For the material below, output exactly the span from the line with "locate the pool deck in the photo above" to the line with "locate the white support", including both, and nothing besides.

* **Data supplied**:
========

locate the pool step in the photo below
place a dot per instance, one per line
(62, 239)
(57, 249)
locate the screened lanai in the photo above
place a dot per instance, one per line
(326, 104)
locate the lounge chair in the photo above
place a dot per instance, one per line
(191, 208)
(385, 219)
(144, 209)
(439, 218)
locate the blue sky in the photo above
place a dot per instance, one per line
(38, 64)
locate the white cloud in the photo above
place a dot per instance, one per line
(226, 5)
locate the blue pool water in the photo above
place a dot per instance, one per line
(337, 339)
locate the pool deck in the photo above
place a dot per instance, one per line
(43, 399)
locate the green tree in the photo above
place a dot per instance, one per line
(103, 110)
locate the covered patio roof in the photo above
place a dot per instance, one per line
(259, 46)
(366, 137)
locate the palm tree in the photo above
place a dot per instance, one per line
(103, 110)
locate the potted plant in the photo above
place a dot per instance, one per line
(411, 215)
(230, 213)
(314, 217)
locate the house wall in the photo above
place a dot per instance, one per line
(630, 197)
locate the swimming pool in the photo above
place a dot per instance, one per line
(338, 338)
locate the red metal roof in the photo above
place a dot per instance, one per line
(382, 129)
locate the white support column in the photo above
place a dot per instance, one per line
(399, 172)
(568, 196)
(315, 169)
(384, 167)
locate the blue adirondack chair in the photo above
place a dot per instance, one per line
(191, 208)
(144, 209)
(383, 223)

========

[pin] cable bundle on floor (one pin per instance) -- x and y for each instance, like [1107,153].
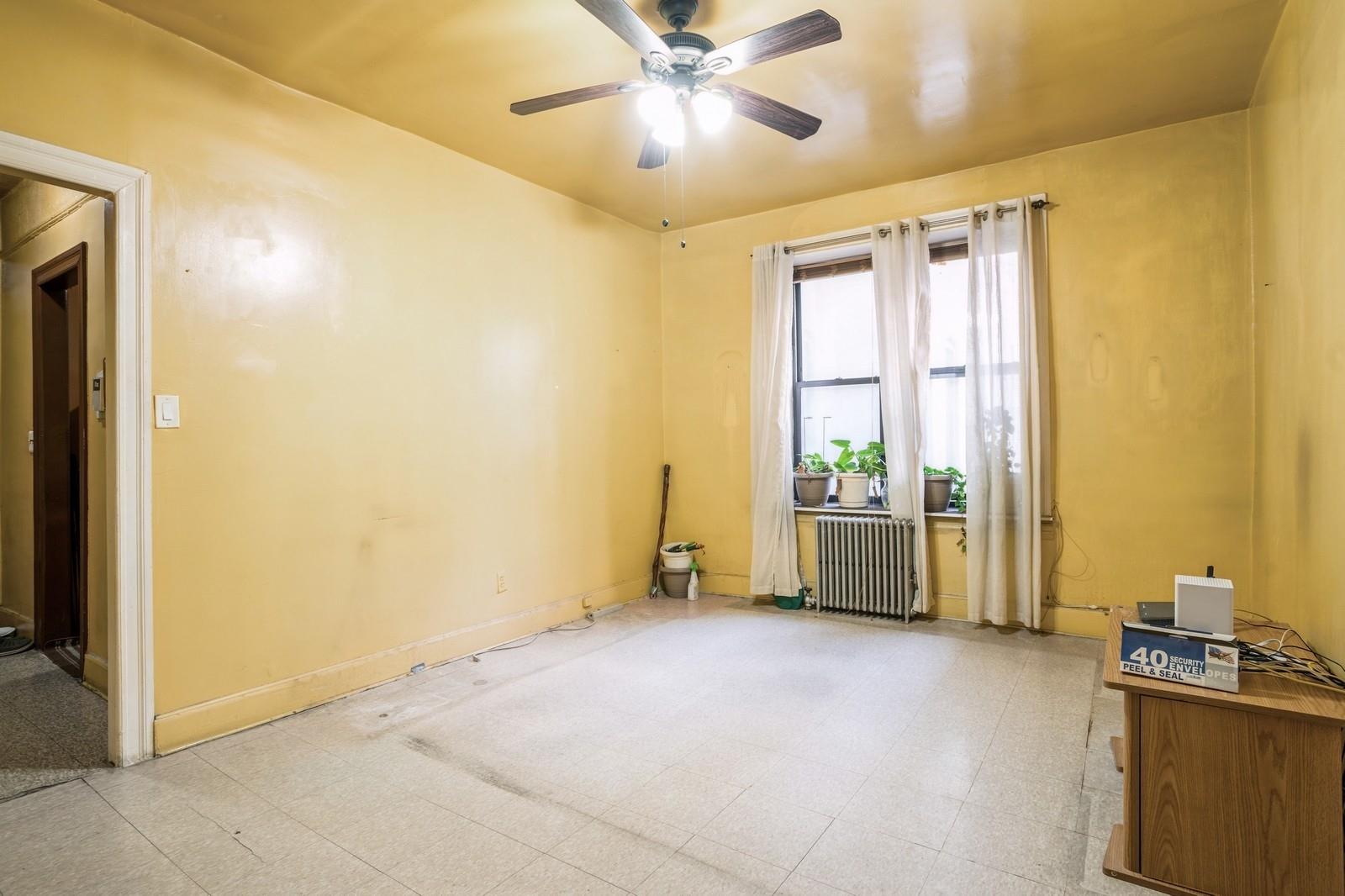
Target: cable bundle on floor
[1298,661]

========

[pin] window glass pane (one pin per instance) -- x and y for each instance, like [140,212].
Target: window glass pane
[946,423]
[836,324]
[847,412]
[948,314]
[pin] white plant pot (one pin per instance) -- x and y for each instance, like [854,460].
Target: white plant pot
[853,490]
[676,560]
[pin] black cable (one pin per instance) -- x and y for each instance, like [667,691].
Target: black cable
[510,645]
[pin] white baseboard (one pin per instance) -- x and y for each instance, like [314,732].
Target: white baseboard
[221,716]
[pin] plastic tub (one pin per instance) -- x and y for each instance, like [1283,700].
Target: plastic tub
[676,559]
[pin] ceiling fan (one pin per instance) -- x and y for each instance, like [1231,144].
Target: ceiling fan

========

* **Expected answer**:
locate the pool deck in the photo above
place a dot per instance, one per line
(43, 399)
locate the green tree in the photo above
place a dot per instance, one per line
(103, 110)
locate the covered patio roof in the photo above
place a dot per instance, one per line
(259, 46)
(366, 137)
locate the palm tree in the photo above
place a dot per instance, one per line
(103, 110)
locate the potted plant in the photo above
place a dot per instance, one per line
(411, 215)
(230, 213)
(314, 217)
locate the house wall in the photo above
place a dot per instance, one per line
(630, 197)
locate the swimming pool in the photo above
place a dot per instance, one per line
(338, 338)
locate the red metal roof in the photo above
place a dot per instance, one per line
(382, 129)
locate the white support column in the photo above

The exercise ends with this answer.